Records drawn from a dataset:
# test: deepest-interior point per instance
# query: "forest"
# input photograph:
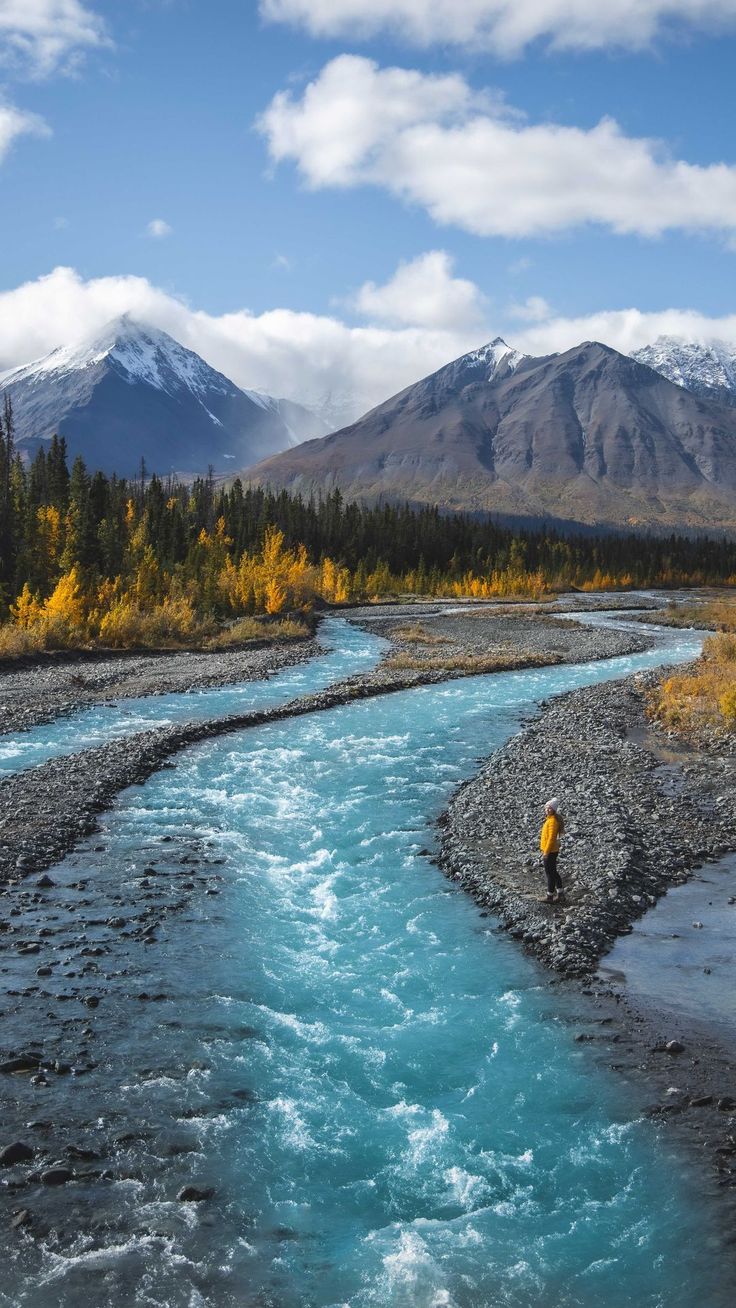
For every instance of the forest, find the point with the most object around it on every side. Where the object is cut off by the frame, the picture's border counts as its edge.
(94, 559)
==
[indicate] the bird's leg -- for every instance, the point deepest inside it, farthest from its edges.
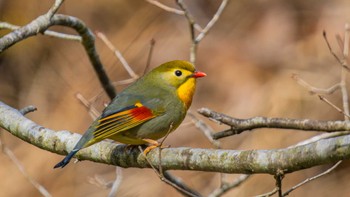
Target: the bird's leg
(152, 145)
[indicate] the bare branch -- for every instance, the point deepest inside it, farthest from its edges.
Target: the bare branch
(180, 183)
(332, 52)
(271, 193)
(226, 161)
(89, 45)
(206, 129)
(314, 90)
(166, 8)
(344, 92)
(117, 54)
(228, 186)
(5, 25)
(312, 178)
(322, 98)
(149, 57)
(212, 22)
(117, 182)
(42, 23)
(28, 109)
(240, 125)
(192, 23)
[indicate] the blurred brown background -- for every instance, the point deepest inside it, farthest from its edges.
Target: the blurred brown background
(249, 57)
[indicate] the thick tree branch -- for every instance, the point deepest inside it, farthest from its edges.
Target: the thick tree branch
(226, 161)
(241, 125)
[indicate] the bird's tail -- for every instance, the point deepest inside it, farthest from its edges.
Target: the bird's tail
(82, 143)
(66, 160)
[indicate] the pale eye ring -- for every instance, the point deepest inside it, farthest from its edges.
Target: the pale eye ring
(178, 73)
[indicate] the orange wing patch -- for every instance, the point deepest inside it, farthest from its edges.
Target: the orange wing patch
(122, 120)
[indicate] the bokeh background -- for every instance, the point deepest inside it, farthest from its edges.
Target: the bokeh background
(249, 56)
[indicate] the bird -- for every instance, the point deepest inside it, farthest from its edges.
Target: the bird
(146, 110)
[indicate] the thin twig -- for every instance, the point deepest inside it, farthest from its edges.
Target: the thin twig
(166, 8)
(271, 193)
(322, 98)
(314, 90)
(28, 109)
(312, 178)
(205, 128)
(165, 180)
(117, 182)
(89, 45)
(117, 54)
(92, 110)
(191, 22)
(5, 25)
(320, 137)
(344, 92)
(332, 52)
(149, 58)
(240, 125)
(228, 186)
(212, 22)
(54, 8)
* * *
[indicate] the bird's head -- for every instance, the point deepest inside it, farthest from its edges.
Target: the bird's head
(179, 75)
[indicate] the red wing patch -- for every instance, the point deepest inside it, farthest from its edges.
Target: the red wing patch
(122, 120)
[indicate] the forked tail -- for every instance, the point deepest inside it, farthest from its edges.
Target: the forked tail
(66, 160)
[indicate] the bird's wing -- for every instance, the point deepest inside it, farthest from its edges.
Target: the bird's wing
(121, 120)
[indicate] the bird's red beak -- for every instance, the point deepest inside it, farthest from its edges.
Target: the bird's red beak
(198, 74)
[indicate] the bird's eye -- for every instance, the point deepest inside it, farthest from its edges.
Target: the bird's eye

Task goal: Taking the entries above, write out exactly each line from the one holding "Target: the bird's head" to the one holding "Target: the bird's eye", both included, and stop there.

Exercise response:
Target: the bird's head
(179, 75)
[indicate] the red wing patch -- for every instance, the point deepest inside it, farthest from its edges.
Target: the red wing patch
(122, 120)
[indicate] the forked tail -- for every instance, the point deepest inside it, farthest from its edges.
Target: the forked tail
(66, 160)
[indicate] the bird's wing -- for every instance, the point deepest inside it, farthest from its edges.
Target: the bird's wing
(121, 120)
[indicate] the bird's red beak -- for every instance, the point deepest inside it, farthest from its edges.
Target: the bird's red beak
(198, 74)
[indicate] the bird's eye -- for every instance, the point deepest inside it, farthest from its edges.
Target: the bird's eye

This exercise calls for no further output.